>> BEGIN Data excerpts

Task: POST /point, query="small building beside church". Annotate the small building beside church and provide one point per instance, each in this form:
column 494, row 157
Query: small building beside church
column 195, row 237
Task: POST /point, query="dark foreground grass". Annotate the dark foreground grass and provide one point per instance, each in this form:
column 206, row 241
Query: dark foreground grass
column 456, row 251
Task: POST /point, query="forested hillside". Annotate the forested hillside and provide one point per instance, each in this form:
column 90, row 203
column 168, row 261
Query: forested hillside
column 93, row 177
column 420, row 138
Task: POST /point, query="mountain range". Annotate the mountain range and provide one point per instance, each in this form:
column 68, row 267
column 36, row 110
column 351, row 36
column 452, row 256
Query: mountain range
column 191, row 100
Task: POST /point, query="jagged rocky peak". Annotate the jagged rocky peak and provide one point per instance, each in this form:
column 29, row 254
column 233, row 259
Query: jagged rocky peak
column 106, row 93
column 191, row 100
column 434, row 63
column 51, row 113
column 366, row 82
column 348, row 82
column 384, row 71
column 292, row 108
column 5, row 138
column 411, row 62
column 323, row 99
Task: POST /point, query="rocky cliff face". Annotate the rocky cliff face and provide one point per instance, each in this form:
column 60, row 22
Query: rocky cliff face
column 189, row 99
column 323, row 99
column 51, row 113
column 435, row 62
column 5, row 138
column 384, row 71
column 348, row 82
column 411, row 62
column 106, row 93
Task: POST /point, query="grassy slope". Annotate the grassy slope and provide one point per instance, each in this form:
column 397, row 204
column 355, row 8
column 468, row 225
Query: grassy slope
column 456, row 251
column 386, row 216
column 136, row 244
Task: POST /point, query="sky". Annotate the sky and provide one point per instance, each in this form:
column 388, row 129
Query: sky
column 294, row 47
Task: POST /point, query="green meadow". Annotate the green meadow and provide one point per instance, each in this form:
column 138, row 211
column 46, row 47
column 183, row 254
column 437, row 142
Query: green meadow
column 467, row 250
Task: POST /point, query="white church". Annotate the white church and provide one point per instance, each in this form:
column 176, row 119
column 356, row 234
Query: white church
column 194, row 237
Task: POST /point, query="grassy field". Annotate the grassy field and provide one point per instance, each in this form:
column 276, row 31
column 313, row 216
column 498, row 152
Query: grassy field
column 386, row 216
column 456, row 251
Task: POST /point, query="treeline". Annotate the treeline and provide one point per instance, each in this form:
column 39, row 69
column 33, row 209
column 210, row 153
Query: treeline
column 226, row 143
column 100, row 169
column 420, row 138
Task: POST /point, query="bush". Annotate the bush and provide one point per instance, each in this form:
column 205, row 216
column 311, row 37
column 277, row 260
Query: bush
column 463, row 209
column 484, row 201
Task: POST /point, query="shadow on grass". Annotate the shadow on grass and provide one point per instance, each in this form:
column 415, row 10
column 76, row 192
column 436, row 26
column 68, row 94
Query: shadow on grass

>> END Data excerpts

> **Given task**
Reproduce the entries above in full by retyping them exactly.

> **Complete answer**
Task: POST /point, query="small building beside church". Annotate the small building beside church and provide one point per instance, each in this form:
column 494, row 157
Query: small building beside church
column 195, row 237
Task: POST /point, query="dark foreground grass". Annotate the dark foreground grass and provide one point per instance, each in this form:
column 206, row 241
Query: dark foreground grass
column 456, row 251
Task: POST /point, query="forested hillside". Annotate the forested hillside and provide one point per instance, each in this form:
column 90, row 203
column 168, row 261
Query: forested hillside
column 93, row 177
column 420, row 138
Task: POST /point, query="mountain range". Annotate the mountain range and provide one point per instance, each in this form:
column 68, row 267
column 36, row 110
column 351, row 36
column 452, row 256
Query: mountain range
column 191, row 100
Task: POST /point, query="jagged rocky peak". Annotate the jagged rocky peak and provide one point per instance, each in this form:
column 29, row 254
column 233, row 259
Query: jagged rocky peak
column 106, row 93
column 191, row 100
column 434, row 63
column 51, row 113
column 366, row 82
column 348, row 82
column 384, row 71
column 292, row 108
column 5, row 138
column 411, row 62
column 323, row 99
Task: POST /point, query="rocky cliff face". Annotate the rocky cliff face and provide one point per instance, each in this form:
column 60, row 22
Query: rocky cliff face
column 189, row 99
column 323, row 99
column 51, row 113
column 435, row 62
column 5, row 138
column 384, row 71
column 348, row 82
column 411, row 62
column 106, row 93
Task: POST /point, query="grassy slope". Annotate the grassy slope and provide one point per instance, each in this form:
column 397, row 204
column 355, row 8
column 468, row 225
Query: grassy slope
column 456, row 251
column 386, row 216
column 136, row 244
Task: POST /point, query="sky". Annotate the sky and provide one point per instance, each in this form:
column 388, row 129
Query: sky
column 294, row 47
Task: POST /point, query="green meadow". Annotate the green meadow and provide one point per instance, each in this form:
column 138, row 211
column 46, row 47
column 183, row 254
column 437, row 142
Query: green meadow
column 467, row 250
Task: POST /point, query="white church". Annotate the white church and provide one point per instance, each in this form:
column 176, row 119
column 356, row 234
Query: white church
column 194, row 237
Task: POST /point, query="grassy field". Annotate the grassy field and provide one point per instance, each in this form:
column 276, row 31
column 313, row 216
column 498, row 152
Query: grassy field
column 386, row 216
column 456, row 251
Task: POST /point, query="treeline". Annotate the treeline and provide one point per instance, each in this form:
column 39, row 69
column 33, row 209
column 210, row 153
Query: treeline
column 226, row 143
column 100, row 169
column 420, row 138
Task: POST /point, query="bush". Annotate the bush and provide one point per instance, each in this form:
column 205, row 216
column 311, row 37
column 277, row 260
Query: bush
column 463, row 209
column 484, row 201
Task: POST /point, query="shadow on grass". Annotate the shadow on grass and provide one point per instance, each in this form:
column 415, row 10
column 76, row 192
column 436, row 26
column 68, row 94
Query: shadow on grass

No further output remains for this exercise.